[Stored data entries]

* * * * * * * * *

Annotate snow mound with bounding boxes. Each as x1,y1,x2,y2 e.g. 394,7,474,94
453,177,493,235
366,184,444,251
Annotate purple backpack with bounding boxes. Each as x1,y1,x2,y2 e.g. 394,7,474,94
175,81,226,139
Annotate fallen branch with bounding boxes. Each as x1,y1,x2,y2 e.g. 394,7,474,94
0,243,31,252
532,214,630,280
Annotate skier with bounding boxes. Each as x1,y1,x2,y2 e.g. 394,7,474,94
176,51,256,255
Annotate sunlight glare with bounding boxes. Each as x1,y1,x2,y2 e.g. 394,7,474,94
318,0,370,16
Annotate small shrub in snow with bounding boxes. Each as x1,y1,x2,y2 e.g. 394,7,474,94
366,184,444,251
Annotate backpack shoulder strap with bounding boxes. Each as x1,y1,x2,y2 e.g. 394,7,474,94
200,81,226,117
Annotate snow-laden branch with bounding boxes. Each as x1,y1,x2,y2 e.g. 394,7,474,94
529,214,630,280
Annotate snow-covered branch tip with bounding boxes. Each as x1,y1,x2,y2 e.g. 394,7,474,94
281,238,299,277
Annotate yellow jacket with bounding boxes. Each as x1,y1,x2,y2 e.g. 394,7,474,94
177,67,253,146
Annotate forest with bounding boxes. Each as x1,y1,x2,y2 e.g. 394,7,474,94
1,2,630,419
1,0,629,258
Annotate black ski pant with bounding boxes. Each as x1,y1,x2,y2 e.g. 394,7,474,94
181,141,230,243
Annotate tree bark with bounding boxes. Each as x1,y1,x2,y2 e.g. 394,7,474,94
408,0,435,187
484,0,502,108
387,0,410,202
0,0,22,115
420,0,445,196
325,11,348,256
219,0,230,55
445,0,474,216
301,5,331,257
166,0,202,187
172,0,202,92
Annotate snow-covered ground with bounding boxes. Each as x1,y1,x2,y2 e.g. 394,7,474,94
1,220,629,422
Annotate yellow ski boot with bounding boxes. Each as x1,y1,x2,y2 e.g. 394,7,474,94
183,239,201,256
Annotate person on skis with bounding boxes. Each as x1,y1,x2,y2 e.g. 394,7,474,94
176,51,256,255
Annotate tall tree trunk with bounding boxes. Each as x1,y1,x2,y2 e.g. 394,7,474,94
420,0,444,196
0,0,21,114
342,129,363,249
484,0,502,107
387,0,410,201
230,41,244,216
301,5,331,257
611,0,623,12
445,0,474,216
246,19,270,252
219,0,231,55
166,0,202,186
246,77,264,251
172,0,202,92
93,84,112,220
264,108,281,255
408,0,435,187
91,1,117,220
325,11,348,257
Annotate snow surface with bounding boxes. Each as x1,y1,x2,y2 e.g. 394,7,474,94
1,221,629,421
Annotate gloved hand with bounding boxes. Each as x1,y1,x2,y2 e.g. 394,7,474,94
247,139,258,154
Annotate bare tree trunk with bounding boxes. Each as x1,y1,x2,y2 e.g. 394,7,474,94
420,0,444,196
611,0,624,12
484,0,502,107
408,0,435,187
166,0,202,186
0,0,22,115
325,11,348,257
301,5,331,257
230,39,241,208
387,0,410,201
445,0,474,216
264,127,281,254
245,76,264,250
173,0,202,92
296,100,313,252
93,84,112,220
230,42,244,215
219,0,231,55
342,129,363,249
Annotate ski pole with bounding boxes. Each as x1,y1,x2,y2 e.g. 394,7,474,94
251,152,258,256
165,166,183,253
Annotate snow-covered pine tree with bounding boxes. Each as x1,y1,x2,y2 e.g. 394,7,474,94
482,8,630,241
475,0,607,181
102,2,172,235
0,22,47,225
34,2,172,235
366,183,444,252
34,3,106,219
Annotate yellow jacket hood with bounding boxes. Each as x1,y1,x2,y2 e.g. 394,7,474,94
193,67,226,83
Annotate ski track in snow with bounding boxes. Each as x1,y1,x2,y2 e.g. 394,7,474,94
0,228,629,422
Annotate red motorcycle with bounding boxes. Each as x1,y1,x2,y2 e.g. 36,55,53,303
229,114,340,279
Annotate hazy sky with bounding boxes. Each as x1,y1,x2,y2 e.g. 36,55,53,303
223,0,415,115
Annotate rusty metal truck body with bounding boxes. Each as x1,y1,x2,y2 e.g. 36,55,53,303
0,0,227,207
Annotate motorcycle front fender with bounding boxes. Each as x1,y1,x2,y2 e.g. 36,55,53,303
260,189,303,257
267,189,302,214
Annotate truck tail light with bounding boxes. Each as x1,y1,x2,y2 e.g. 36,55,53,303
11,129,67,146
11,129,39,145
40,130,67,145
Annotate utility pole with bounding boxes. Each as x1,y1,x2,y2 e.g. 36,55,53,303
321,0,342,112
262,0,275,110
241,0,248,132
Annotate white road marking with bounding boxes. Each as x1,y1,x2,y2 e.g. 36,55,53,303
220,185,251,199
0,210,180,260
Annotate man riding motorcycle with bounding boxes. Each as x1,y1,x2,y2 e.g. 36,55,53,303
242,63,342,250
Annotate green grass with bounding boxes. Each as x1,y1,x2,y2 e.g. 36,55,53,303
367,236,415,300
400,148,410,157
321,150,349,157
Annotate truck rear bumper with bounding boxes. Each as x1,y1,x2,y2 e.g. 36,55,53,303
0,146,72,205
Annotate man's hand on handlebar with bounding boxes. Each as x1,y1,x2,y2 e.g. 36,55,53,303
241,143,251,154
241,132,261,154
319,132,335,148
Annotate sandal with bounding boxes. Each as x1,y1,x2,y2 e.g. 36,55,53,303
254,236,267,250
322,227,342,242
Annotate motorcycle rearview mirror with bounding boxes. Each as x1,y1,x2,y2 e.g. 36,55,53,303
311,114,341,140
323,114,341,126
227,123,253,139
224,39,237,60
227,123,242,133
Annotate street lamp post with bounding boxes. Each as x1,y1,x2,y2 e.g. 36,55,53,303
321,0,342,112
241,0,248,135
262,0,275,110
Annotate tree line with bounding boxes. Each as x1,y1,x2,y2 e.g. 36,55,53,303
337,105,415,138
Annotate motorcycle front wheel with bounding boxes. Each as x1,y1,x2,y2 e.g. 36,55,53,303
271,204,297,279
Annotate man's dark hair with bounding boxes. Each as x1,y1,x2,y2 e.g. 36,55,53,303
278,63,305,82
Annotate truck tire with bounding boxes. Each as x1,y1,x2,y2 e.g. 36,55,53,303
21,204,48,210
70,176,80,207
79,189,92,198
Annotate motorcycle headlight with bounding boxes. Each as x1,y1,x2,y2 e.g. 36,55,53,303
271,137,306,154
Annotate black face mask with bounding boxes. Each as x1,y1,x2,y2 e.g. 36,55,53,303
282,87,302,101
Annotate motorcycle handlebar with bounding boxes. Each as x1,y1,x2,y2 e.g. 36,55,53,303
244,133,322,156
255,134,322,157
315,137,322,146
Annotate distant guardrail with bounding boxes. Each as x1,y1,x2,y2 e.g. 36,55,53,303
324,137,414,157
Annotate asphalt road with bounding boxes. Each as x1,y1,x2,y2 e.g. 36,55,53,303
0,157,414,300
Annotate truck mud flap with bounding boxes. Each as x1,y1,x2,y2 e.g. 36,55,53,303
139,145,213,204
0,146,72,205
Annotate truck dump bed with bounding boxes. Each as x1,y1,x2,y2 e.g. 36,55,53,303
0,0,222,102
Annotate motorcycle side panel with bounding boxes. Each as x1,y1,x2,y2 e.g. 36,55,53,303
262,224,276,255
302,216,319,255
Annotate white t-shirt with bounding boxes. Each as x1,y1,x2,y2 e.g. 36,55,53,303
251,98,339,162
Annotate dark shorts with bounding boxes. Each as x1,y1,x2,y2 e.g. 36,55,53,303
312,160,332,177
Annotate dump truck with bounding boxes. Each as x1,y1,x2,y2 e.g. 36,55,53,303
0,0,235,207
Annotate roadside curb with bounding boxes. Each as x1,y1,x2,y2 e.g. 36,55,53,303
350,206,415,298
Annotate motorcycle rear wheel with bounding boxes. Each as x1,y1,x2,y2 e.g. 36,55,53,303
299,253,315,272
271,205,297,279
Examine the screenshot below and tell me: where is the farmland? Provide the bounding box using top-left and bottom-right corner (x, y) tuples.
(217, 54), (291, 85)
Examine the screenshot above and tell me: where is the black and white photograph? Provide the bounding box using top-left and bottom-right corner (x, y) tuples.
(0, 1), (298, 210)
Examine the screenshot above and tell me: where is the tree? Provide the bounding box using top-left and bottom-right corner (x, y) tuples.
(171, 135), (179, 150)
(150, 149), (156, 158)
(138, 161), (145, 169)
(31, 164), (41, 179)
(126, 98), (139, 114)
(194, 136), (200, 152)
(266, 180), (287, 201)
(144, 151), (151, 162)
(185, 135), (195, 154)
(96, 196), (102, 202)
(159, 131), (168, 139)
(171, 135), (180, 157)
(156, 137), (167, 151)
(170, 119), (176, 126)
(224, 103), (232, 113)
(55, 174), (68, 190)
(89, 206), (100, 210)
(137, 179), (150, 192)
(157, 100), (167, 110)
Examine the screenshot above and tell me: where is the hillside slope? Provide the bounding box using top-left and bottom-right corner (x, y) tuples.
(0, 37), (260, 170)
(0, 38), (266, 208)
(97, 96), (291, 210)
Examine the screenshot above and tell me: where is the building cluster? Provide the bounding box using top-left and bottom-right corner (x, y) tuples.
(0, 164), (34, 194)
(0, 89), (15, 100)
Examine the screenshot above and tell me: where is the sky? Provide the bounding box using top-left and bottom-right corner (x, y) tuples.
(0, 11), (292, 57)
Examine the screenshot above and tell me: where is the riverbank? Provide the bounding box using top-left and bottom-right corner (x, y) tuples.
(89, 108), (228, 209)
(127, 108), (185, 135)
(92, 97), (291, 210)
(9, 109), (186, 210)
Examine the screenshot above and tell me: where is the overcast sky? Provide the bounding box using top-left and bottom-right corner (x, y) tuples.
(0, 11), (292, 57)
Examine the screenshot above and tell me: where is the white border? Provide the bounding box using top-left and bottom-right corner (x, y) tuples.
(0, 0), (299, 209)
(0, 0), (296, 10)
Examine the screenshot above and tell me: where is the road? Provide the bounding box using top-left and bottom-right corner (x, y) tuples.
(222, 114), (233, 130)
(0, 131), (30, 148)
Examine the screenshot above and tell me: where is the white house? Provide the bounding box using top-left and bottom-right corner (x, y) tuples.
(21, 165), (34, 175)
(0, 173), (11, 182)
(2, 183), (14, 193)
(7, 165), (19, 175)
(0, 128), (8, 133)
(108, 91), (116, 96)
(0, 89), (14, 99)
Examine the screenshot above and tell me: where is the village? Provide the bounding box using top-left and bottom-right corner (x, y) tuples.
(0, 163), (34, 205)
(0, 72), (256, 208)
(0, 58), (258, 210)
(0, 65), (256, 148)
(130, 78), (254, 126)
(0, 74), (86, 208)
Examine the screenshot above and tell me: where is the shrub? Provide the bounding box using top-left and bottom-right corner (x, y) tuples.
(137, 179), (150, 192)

* * * * * * * * *

**TASK DETAILS:** Print exactly the lines above, starting at the line that contains "Examine the screenshot above and tell me: where is the shrub?" and ending with the last line of the records, both included.

**REPLY:**
Examine the screenshot above and tell me: where is the shrub? Provide the bounding box using top-left and bottom-right corner (x, y) tuples.
(137, 179), (150, 192)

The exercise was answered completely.